*** Opening GIVEN ENTRIES ***

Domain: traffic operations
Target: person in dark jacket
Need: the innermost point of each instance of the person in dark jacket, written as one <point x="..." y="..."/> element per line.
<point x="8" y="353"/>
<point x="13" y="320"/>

*** Closing GIVEN ENTRIES ***

TO DO> Restate all of the data above. Match it word for word.

RESPONSE>
Domain: traffic operations
Target: person in dark jacket
Need: the innermost point of each instance of the person in dark jacket, written as one <point x="..." y="..."/> element per line.
<point x="8" y="353"/>
<point x="13" y="320"/>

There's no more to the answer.